(WHAT THIS TASK INVOLVES) Write out every line of the material as it stands, apart from the pictures.

(DATASET EXTRACT)
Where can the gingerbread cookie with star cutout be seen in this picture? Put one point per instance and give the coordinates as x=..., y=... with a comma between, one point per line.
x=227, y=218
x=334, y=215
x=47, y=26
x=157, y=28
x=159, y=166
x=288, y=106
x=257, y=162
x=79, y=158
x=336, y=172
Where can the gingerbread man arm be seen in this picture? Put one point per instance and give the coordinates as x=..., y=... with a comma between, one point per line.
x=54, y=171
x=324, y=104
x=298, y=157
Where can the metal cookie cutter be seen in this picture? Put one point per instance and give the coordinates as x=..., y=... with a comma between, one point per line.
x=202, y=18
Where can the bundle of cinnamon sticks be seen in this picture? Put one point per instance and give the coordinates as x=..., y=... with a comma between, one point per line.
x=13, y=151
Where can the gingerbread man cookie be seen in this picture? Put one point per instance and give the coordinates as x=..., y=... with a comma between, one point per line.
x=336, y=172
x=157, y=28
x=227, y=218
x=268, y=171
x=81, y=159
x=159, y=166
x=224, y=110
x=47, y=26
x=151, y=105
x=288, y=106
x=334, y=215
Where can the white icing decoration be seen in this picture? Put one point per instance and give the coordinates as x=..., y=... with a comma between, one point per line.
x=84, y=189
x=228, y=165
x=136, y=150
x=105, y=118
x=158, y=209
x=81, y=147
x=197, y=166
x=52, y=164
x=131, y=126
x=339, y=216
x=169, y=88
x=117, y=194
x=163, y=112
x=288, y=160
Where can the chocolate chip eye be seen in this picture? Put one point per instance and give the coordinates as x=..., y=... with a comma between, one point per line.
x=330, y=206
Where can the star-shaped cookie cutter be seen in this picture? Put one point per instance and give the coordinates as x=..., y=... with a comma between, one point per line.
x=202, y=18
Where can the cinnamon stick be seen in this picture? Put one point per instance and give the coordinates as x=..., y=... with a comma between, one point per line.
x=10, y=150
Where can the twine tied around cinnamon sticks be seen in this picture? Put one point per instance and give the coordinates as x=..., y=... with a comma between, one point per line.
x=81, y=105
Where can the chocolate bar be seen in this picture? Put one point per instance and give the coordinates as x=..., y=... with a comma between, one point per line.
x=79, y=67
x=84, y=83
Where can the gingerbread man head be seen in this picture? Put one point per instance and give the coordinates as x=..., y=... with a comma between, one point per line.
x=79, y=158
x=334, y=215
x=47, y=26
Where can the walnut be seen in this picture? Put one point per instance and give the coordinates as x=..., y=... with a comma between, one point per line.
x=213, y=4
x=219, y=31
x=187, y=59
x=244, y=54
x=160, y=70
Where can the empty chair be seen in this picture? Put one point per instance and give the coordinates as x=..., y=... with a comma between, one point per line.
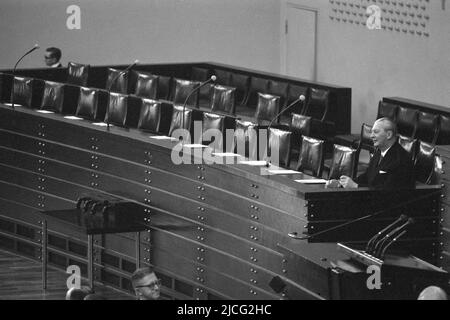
x=406, y=121
x=318, y=104
x=117, y=83
x=427, y=127
x=182, y=88
x=387, y=110
x=117, y=109
x=424, y=163
x=343, y=162
x=245, y=139
x=91, y=103
x=409, y=144
x=279, y=142
x=223, y=99
x=216, y=122
x=267, y=108
x=78, y=74
x=146, y=84
x=22, y=93
x=311, y=158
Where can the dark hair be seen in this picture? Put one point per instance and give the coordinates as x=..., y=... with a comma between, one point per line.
x=140, y=273
x=56, y=52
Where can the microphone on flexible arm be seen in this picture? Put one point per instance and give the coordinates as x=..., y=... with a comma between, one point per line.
x=213, y=78
x=300, y=98
x=385, y=242
x=36, y=46
x=111, y=84
x=382, y=233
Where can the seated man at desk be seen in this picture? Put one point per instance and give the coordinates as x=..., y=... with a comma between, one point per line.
x=390, y=167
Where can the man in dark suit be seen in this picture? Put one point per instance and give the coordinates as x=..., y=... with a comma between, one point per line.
x=391, y=166
x=52, y=57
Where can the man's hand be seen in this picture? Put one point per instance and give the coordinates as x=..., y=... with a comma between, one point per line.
x=332, y=183
x=347, y=182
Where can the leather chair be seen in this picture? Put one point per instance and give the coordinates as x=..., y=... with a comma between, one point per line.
x=182, y=88
x=311, y=158
x=53, y=97
x=409, y=144
x=23, y=91
x=424, y=163
x=117, y=109
x=280, y=140
x=78, y=74
x=120, y=84
x=427, y=127
x=245, y=139
x=388, y=110
x=407, y=121
x=317, y=105
x=267, y=108
x=91, y=103
x=146, y=84
x=223, y=99
x=212, y=121
x=343, y=162
x=150, y=116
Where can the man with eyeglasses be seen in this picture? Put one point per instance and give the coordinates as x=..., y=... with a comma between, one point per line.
x=52, y=57
x=145, y=284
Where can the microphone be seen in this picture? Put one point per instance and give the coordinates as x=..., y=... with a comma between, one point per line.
x=379, y=247
x=382, y=233
x=213, y=78
x=300, y=98
x=35, y=47
x=111, y=84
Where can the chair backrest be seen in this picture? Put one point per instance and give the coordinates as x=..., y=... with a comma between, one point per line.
x=150, y=115
x=146, y=84
x=387, y=110
x=223, y=99
x=424, y=163
x=117, y=109
x=91, y=103
x=406, y=121
x=245, y=139
x=311, y=156
x=427, y=127
x=409, y=144
x=267, y=108
x=119, y=84
x=318, y=104
x=280, y=141
x=22, y=92
x=181, y=90
x=78, y=74
x=53, y=97
x=343, y=162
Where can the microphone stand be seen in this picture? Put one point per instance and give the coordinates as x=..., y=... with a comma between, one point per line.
x=36, y=46
x=300, y=98
x=110, y=86
x=213, y=78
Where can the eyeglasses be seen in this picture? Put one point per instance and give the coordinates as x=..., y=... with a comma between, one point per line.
x=151, y=285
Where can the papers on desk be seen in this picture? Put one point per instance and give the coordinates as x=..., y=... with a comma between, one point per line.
x=282, y=171
x=254, y=163
x=163, y=138
x=44, y=111
x=73, y=118
x=311, y=181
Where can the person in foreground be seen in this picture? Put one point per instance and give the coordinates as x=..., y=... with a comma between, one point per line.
x=390, y=167
x=146, y=284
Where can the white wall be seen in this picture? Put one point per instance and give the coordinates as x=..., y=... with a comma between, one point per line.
x=238, y=32
x=381, y=63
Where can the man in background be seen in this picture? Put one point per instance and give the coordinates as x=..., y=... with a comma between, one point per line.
x=52, y=57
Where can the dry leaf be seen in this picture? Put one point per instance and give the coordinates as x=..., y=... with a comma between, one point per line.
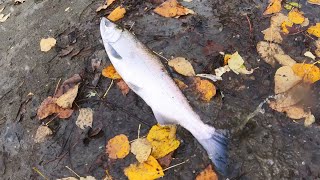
x=314, y=30
x=124, y=88
x=180, y=84
x=49, y=107
x=206, y=89
x=117, y=14
x=285, y=79
x=309, y=72
x=118, y=147
x=47, y=44
x=144, y=171
x=285, y=60
x=163, y=140
x=85, y=118
x=207, y=174
x=182, y=66
x=268, y=50
x=141, y=148
x=171, y=8
x=236, y=64
x=66, y=100
x=42, y=133
x=273, y=7
x=110, y=72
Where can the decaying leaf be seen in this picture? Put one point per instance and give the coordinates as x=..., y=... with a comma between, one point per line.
x=285, y=79
x=141, y=148
x=117, y=14
x=207, y=174
x=42, y=133
x=268, y=50
x=163, y=140
x=85, y=118
x=314, y=30
x=309, y=72
x=171, y=8
x=206, y=89
x=150, y=169
x=47, y=44
x=118, y=147
x=110, y=72
x=49, y=107
x=236, y=64
x=182, y=66
x=66, y=100
x=273, y=7
x=124, y=88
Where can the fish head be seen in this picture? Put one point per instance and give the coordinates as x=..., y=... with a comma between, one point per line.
x=110, y=32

(SOLUTION FOR THIS TASK)
Where can the gingerbread cookie with star cutout be seen in this picture? Put one point per instance and give the coordinates as x=..., y=... with a comma between, one point per line.
x=227, y=218
x=334, y=215
x=47, y=26
x=157, y=28
x=159, y=166
x=288, y=106
x=257, y=162
x=79, y=158
x=336, y=172
Where can the gingerbread man arm be seen in this picture? Put one point per instance and give the coordinates as x=..., y=... with a comma between, one point per line.
x=54, y=171
x=324, y=104
x=298, y=157
Where can the metal cookie cutter be seen in this picture? Put one point per instance and give the coordinates as x=..., y=... with a comma between, one point per line.
x=202, y=18
Where can the bundle of cinnamon sticks be seen in this picture? Put one point per instance and give the coordinates as x=..., y=... with a comma between, one point per line.
x=13, y=151
Where can the gingerbread man cookie be seen in this picture? Put one point per instance and give the coordinates as x=..., y=... with a comma between, one point per line.
x=336, y=172
x=157, y=28
x=227, y=218
x=268, y=171
x=81, y=159
x=159, y=166
x=224, y=110
x=47, y=26
x=151, y=105
x=288, y=106
x=334, y=215
Where can the white icing decoration be seen in this picture? Put one point per instance and give the coordinates as x=..., y=... with a comma between, one point per line.
x=84, y=189
x=228, y=165
x=136, y=150
x=105, y=118
x=158, y=209
x=81, y=147
x=197, y=166
x=52, y=164
x=131, y=126
x=339, y=216
x=169, y=88
x=117, y=194
x=163, y=112
x=288, y=160
Where can the chocolate chip eye be seen in this picture? Put one point per instance and give the coordinates as x=..., y=... with a comma between, one point per line.
x=330, y=206
Where can the star-shaped cookie cutter be seen in this picture? Put one point per instance and give the coordinates as x=..., y=... with a comma between, one point per line.
x=202, y=18
Where can the cinnamon stick be seen in this picture? Put one point per instance and give the coordinates as x=..., y=... with a comma between, one point per line.
x=10, y=150
Where can the twine tied around cinnamon sticks be seen in this picture? Put one point per instance and give the coordinates as x=..., y=... with a comma between, one point per line.
x=81, y=105
Where can the chocolate bar be seen in this picture? Put one point per instance and give the coordinates as x=..., y=... with a comma between, one point per line.
x=79, y=67
x=84, y=83
Where can the gingerbread man head be seen in this picture? Put one point per instance and give the coordinates as x=..., y=... with a comma between, one point per line.
x=79, y=158
x=334, y=215
x=47, y=26
Where can the walnut be seen in this picture? Put one point per instance and give the coordinates as x=..., y=... with a comma between, one point per line.
x=213, y=4
x=219, y=31
x=187, y=59
x=244, y=54
x=160, y=70
Where can the empty chair be seen in this picture? Put one point per instance and give the coordinates as x=..., y=... with a comma between, one point per line.
x=406, y=121
x=318, y=104
x=117, y=83
x=427, y=127
x=182, y=88
x=387, y=110
x=117, y=109
x=424, y=163
x=343, y=162
x=245, y=139
x=91, y=103
x=409, y=144
x=279, y=142
x=223, y=99
x=216, y=122
x=267, y=108
x=78, y=74
x=146, y=84
x=22, y=93
x=311, y=158
Where can the dark hair be seen in this picture? Put one point per instance and give the coordinates as x=..., y=... with a comma between, one point per line.
x=140, y=273
x=56, y=52
Where can the microphone on flexible arm be seen in this picture? Put one point per instance and give the coordinates as x=..., y=... with a comma between, one point per line.
x=213, y=78
x=300, y=98
x=385, y=242
x=36, y=46
x=111, y=84
x=382, y=233
Where can the seated man at desk be seen in this picture? Put one point per instance and give the coordinates as x=..., y=... with a comma between, one point per line.
x=390, y=167
Where can the man in dark suit be seen in this picture? Put one point per instance and give the coordinates as x=..., y=... with a comma between, one point per line.
x=391, y=166
x=52, y=57
Where can the man's hand be seen in this picture? Put one point per instance and give the coordinates as x=..., y=... with a comma between, one point per line.
x=332, y=183
x=347, y=182
Where can the leather chair be seen in this picture? Put one point per instance and give the coordinates as x=..., y=... with a comma between, one point per line.
x=182, y=88
x=311, y=158
x=53, y=97
x=409, y=144
x=23, y=91
x=424, y=163
x=117, y=109
x=280, y=140
x=78, y=74
x=120, y=84
x=427, y=127
x=245, y=139
x=388, y=110
x=407, y=121
x=317, y=105
x=267, y=108
x=91, y=103
x=146, y=84
x=223, y=99
x=212, y=121
x=343, y=162
x=150, y=116
Where can the man with eyeglasses be seen in this picture? Put one point per instance and give the coordinates as x=..., y=... with a comma between, one point per line.
x=52, y=57
x=145, y=284
Where can the microphone be seen in this picture? Put one point per instance and give the coordinates as x=..., y=... with a comma between, one point per line.
x=379, y=247
x=382, y=233
x=213, y=78
x=300, y=98
x=35, y=47
x=111, y=84
Where can the chair backrest be seen in this picture? Put one point per instance and give the coordinates as x=..., y=... with a comma between, one point per line.
x=150, y=115
x=146, y=84
x=387, y=110
x=223, y=99
x=424, y=163
x=117, y=109
x=91, y=103
x=406, y=121
x=245, y=139
x=311, y=156
x=427, y=127
x=409, y=144
x=267, y=108
x=119, y=84
x=318, y=104
x=280, y=141
x=22, y=92
x=181, y=90
x=78, y=74
x=53, y=97
x=343, y=162
Where can the microphone stand be seen in this picture? Put one point per instance and give the coordinates as x=..., y=... with a comma between, one point per line.
x=36, y=46
x=300, y=98
x=110, y=86
x=213, y=78
Where can the eyeglasses be seen in this picture? Put one point per instance and give the coordinates as x=..., y=... with a comma between, one point per line.
x=151, y=285
Where can the papers on desk be seen in this picture? Put one point per instance and give the coordinates as x=..., y=... with a comma between, one point per line.
x=282, y=171
x=254, y=163
x=163, y=138
x=44, y=111
x=73, y=118
x=311, y=181
Where can the person in foreground be seen in this picture? Put one point per instance and give the coordinates as x=..., y=... with a comma between, one point per line.
x=390, y=167
x=146, y=284
Where can the white wall be seen in this picture? Put one point per instance and give the coordinates as x=..., y=... with a comma between, one point per line.
x=238, y=32
x=381, y=63
Where can the man in background be seen in this picture? Put one point per instance and give the coordinates as x=..., y=... with a comma between, one point per line.
x=52, y=57
Where can the dry leaf be seen in this picture? Put one point per instance and give the coordinates as x=..., y=... with a comma between, one point per line.
x=314, y=30
x=124, y=88
x=180, y=84
x=49, y=107
x=206, y=89
x=117, y=14
x=285, y=79
x=309, y=72
x=118, y=147
x=47, y=44
x=144, y=171
x=285, y=60
x=163, y=140
x=85, y=118
x=207, y=174
x=182, y=66
x=268, y=50
x=141, y=148
x=171, y=8
x=236, y=64
x=66, y=100
x=42, y=133
x=273, y=7
x=110, y=72
Where can the decaying leaf be seen in this picture? Put one point per instance and give the coordinates as x=..., y=... with a comma between, one point per line.
x=285, y=79
x=141, y=148
x=117, y=14
x=207, y=174
x=42, y=133
x=268, y=50
x=163, y=140
x=85, y=118
x=314, y=30
x=309, y=72
x=171, y=8
x=206, y=89
x=150, y=169
x=47, y=44
x=118, y=147
x=110, y=72
x=49, y=107
x=236, y=64
x=182, y=66
x=66, y=100
x=273, y=7
x=124, y=88
Where can the fish head be seen in this picture? Put one point per instance and give the coordinates as x=..., y=... with a comma between, one point per line.
x=110, y=32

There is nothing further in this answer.